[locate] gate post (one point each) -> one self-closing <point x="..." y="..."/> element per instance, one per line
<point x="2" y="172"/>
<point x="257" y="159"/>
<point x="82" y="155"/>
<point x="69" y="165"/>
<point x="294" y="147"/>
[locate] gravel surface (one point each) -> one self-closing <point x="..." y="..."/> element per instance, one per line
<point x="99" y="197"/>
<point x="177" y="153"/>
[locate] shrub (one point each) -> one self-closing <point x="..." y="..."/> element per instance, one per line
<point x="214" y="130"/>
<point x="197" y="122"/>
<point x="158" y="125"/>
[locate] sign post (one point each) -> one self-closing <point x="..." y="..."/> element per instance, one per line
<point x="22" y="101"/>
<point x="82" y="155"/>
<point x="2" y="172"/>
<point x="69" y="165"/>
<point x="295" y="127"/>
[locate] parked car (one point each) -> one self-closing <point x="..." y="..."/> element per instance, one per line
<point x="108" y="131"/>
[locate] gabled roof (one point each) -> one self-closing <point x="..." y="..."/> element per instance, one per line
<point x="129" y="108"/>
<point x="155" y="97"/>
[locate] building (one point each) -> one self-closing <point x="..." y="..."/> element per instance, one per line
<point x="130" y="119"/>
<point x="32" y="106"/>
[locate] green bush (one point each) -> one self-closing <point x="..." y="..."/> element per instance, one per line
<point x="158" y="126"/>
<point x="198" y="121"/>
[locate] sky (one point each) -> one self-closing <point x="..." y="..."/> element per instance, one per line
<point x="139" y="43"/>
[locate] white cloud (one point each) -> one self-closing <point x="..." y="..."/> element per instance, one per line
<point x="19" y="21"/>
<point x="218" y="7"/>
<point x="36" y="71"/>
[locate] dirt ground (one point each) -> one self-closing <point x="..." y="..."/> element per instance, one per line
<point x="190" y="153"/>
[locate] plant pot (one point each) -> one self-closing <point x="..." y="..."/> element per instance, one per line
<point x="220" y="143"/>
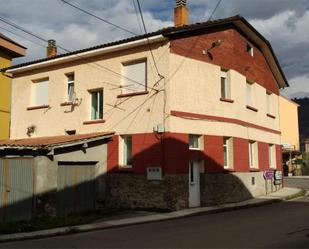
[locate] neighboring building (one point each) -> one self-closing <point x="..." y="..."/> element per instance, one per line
<point x="201" y="131"/>
<point x="8" y="50"/>
<point x="289" y="128"/>
<point x="303" y="120"/>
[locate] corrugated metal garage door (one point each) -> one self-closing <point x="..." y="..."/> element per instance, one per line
<point x="76" y="188"/>
<point x="16" y="189"/>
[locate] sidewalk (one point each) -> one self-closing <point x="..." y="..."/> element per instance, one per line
<point x="297" y="177"/>
<point x="281" y="195"/>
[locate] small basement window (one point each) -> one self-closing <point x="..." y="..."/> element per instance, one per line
<point x="249" y="49"/>
<point x="70" y="87"/>
<point x="195" y="142"/>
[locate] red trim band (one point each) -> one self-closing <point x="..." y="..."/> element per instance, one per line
<point x="222" y="119"/>
<point x="251" y="108"/>
<point x="227" y="100"/>
<point x="37" y="107"/>
<point x="131" y="94"/>
<point x="66" y="103"/>
<point x="271" y="116"/>
<point x="98" y="121"/>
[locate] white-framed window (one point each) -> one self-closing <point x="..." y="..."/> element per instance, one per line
<point x="250" y="49"/>
<point x="195" y="142"/>
<point x="125" y="151"/>
<point x="272" y="155"/>
<point x="96" y="104"/>
<point x="134" y="78"/>
<point x="70" y="87"/>
<point x="39" y="92"/>
<point x="249" y="93"/>
<point x="227" y="152"/>
<point x="225" y="84"/>
<point x="253" y="154"/>
<point x="269" y="102"/>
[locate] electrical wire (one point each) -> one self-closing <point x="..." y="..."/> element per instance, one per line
<point x="214" y="10"/>
<point x="149" y="46"/>
<point x="88" y="61"/>
<point x="138" y="19"/>
<point x="97" y="17"/>
<point x="21" y="36"/>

══════════

* _About this task_:
An exact copy of every record above is required, with all pictures omitted.

* _Completed exercise_:
[locate] gate post (one point each) -> one self-closing <point x="..." y="..."/> element per instance, one per line
<point x="2" y="172"/>
<point x="257" y="159"/>
<point x="82" y="155"/>
<point x="69" y="165"/>
<point x="294" y="147"/>
[locate] gravel surface (one point each) -> one self-closing <point x="..." y="..."/> element per instance, one per line
<point x="99" y="197"/>
<point x="177" y="153"/>
[locate] shrub (one point each) -> one self-closing <point x="..." y="..."/> element per instance, one per line
<point x="214" y="130"/>
<point x="197" y="122"/>
<point x="158" y="125"/>
[locate] sign post (one point each) -> one self-closing <point x="..." y="..."/> element per instance, one per line
<point x="22" y="101"/>
<point x="82" y="155"/>
<point x="2" y="172"/>
<point x="69" y="165"/>
<point x="295" y="127"/>
[locate] parked car (one point each) -> one self-closing <point x="..." y="..."/> element per instance, one per line
<point x="108" y="131"/>
[locate] gabled roof (one point each) -> one self-closing <point x="..." y="..."/> element per instance, one per line
<point x="129" y="108"/>
<point x="155" y="97"/>
[locate] building (one point each) -> one self-closing <point x="..." y="..."/> element per instance, one per line
<point x="130" y="119"/>
<point x="32" y="106"/>
[locate] green bush (one point each) -> one self-closing <point x="..." y="..."/> element per instance, one per line
<point x="158" y="126"/>
<point x="198" y="121"/>
[locate] sky (one point each) -> one self-closing <point x="..." y="..."/> element per instance, one per line
<point x="139" y="43"/>
[locate] white cloud (one point each) -> one self-closing <point x="..." y="..."/> element per instance, one per line
<point x="19" y="21"/>
<point x="218" y="7"/>
<point x="36" y="71"/>
[locate] dirt ground (one point each) -> one self-closing <point x="..." y="..."/> element per instance, one per line
<point x="190" y="153"/>
[locate] plant pot (one point each) -> one self-closing <point x="..." y="..."/> element per instance, one per line
<point x="220" y="143"/>
[locate] neighboring building (one point each) -> one self-closing <point x="..." y="..."/> element per instance, one per line
<point x="201" y="131"/>
<point x="8" y="50"/>
<point x="289" y="128"/>
<point x="303" y="120"/>
[locate] corrugated metal garage door (one point each) -> one self-closing <point x="..." y="..."/> element per instance, one per line
<point x="76" y="188"/>
<point x="16" y="189"/>
[locate] sidewalk (one point each) -> one self-closing <point x="..." y="..."/> element per instance, one per line
<point x="297" y="177"/>
<point x="281" y="195"/>
[locate] small basement window (one point each) -> one self-closing <point x="..." y="..."/> element per instance, one per line
<point x="249" y="49"/>
<point x="70" y="87"/>
<point x="195" y="142"/>
[locate] red trim band (one point each) -> one self-closing <point x="..." y="..."/> element per instance, one per line
<point x="222" y="119"/>
<point x="251" y="108"/>
<point x="227" y="100"/>
<point x="37" y="107"/>
<point x="131" y="94"/>
<point x="66" y="103"/>
<point x="271" y="116"/>
<point x="98" y="121"/>
[locate] white-framed window (one point each) -> one self-closing <point x="..." y="..."/> element per instance, one per line
<point x="250" y="49"/>
<point x="195" y="142"/>
<point x="125" y="151"/>
<point x="272" y="155"/>
<point x="96" y="104"/>
<point x="134" y="78"/>
<point x="70" y="87"/>
<point x="39" y="92"/>
<point x="249" y="93"/>
<point x="227" y="152"/>
<point x="225" y="84"/>
<point x="253" y="154"/>
<point x="269" y="102"/>
[locate] electrical wire (one point each) -> one self-closing <point x="..." y="..."/> element per instance, one per line
<point x="214" y="10"/>
<point x="149" y="46"/>
<point x="88" y="61"/>
<point x="138" y="19"/>
<point x="97" y="17"/>
<point x="21" y="36"/>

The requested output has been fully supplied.